## Übungstext
▬▬▬▬▬▬▬▬▬▬
Bundesministerin für Bildung und Forschung Bettina Stark-Watzinger © picture alliance / Metodi Popow Foto: Metodi Popow

Als Reaktion auf Kritik: Bildungsministerium wollte Fördermittel streichen

Stand: 11.06.2024 06:00 Uhr

Dem NDR liegen Unterlagen vor, wonach das Bundesministerium für Bildung prüfen wollte, ob kritischen Hochschullehrenden ihre Fördermittel gestrichen werden können. Grundlage der Prüfung ist ein offener Brief von Hochschullehrern, gegen die Räumung der kurzzeitigen Besetzung an der Berliner FU.

von John Goetz und Manuel Biallas

Bundesministerin für Bildung und Forschung Bettina Stark-Watzinger © picture alliance / Metodi Popow Foto: Metodi Popow
BMBF-Leitung Stark-Watzinger hat intern um eine "Bewertung und Prüfung" des offenen Briefes gebeten.

Das Bundesministerium für Bildung (BMBF) hat hausintern um eine Prüfung gebeten, ob kritischen Hochschullehrenden Fördermittel gestrichen werden können. Dies belegen interne E-Mails aus dem Ministerium, die dem ARD-Magazin Panorama (NDR) vorliegen. Ausdrücklicher Anlass der Prüfung war ein offener Brief von Hochschullehrern, der sich gegen die Räumung einer zeitweiligen pro-palästinensischen Besetzung der Berliner Freien Universität (FU) richtete. Der offene Brief sprach sich dafür aus, nicht polizeilich gegen die Protestierenden im Rahmen der Besetzung der FU Berlin vorzugehen. Das Bundesministerium unter Leitung von Bettina Stark-Watzinger (FDP) hatte sich gegen den offenen Brief der Lehrenden positioniert.

Wie die Panorama vorliegenden Mails belegen, hat die Leitung des Ministeriums intern um "eine förderrechtliche Bewertung, inwieweit von Seiten des BMBF ggf. Förderrechtliche Konsequenzen (Widerruf der Förderung etc.) möglich sind", gebeten. Außerdem wollte sie prüfen lassen, ob sich in dem offenen Brief strafrechtlich relevante Aussagen finden lassen. So bittet sie auch "um eine juristische Prüfung einer etwaigen strafrechtlichen Relevanz der Aussagen in dem offenen Brief".

Prüfung des Verdachts der Volksverhetzung

Das Bildungsministerium wollte in dem Prüfverfahren etwa prüfen lassen, ob es in dem offenen Brief zu Volksverhetzung kam oder ob der Inhalt von der Meinungsfreiheit gedeckt sei. Laut Schriftverkehr, der Panorama vorliegt, heißt es darin: "In der Kommunikation der Leitung wurde auch angezweifelt, dass die Hochschullehrer auf dem Boden des GG [Grundgesetz]stehen."
▬▬▬▬▬▬▬▬▬▬
## Arbeitsauftrag A
Wogegen richtete sich laut dem Artikel zum Bildungsministerium der offene Brief der Hochschullehrer?
## Arbeitsauftrag B
Schreiben Sie den Artikel zum Bildungsministerium im Anschluss an seinen letzten Satz weiter.
Die Daten werden hier nicht gebraucht.

## Auszüge aus Daten
▬▬▬▬▬▬▬▬▬▬
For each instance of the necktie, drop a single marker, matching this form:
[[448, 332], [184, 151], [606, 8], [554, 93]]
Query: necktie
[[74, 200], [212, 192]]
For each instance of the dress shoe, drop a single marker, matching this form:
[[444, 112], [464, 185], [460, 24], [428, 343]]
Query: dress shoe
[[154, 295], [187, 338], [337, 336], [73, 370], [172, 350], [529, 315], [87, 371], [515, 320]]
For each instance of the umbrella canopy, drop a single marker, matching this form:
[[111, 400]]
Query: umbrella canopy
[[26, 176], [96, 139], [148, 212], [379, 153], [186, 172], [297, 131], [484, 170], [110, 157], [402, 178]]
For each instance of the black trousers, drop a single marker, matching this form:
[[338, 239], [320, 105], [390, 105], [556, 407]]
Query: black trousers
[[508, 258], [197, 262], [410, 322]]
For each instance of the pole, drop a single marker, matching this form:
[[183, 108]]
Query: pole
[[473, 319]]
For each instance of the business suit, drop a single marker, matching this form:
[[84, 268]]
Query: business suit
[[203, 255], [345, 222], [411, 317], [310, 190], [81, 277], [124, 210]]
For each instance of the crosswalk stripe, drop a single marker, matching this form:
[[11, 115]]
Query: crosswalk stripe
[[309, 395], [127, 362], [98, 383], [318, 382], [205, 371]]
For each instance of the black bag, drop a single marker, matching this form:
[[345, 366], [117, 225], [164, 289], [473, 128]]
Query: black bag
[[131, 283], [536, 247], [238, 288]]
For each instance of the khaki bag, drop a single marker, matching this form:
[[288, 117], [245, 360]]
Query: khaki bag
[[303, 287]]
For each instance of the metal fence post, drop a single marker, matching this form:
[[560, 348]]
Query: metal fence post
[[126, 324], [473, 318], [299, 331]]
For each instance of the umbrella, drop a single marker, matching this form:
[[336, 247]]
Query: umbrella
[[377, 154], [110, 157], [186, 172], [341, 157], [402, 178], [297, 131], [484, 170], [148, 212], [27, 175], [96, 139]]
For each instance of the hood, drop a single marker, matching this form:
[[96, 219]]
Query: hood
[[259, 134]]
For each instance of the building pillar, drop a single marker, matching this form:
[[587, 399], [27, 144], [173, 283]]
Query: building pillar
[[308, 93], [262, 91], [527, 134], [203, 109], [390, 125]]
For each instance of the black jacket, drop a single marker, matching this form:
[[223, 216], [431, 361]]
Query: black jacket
▬▬▬▬▬▬▬▬▬▬
## Ihre Antwort A
Gegen die Räumung einer zeitweiligen pro-palästinensischen Besetzung der Freien Universität Berlin.

## Ihre Antwort B
Aus dem Mailwechsel ergibt sich, dass Mitarbeiter des Ministeriums Bedenken gegen eine solche Prüfung äußerten. Das Bundesministerium habe "unabhängig vom Ergebnis einer rechtlichen Prüfung, keine unmittelbaren Handlungs- bzw. Einflussmöglichkeiten in (...) disziplinarrechtlicher Hinsicht". Die betroffenen Lehrkräfte dürften Angestellte der Hochschulen des Landes Berlin sein. Eine Abschrift dieses Mailwechsels ist unten dokumentiert.

Eingriff in die Meinungsfreiheit

Prof. Dr. Clemens Arzt © picture alliance / Metodi Popow Foto: Metodi Popow
Der Verwaltungsrechtler Clemens Arzt sieht darin einen Versuch, "in die Meinungsfreiheit der Unterzeichner*innen einzugreifen".

Clemens Arzt, pensionierter Professor für Staats- und Verwaltungsrecht in Berlin, sieht in dem Ansinnen der Ministeriumsleitung einen Versuch, "in die Meinungsfreiheit der Unterzeichner*innen des Briefs nach der Versammlungsauflösung an der FU einzugreifen. (…) Bei Konsequenzen wie dem Entzug von Fördermitteln wäre dies ein Eingriff in die Wissenschaftsfreiheit."

Auf eine Panorama-Anfrage zu diesem Vorgang erklärt das Bildungsministerium: "Das BMBF hat eine juristische Einordnung des Offenen Briefes vorgenommen. Im Ergebnis bewegt sich der Offene Brief noch im grundrechtlich geschützten Bereich der Meinungsfreiheit, weswegen sich aus dem Brief keine weiteren Konsequenzen ergeben. Damit erübrigen sich alle weiteren Spekulationen."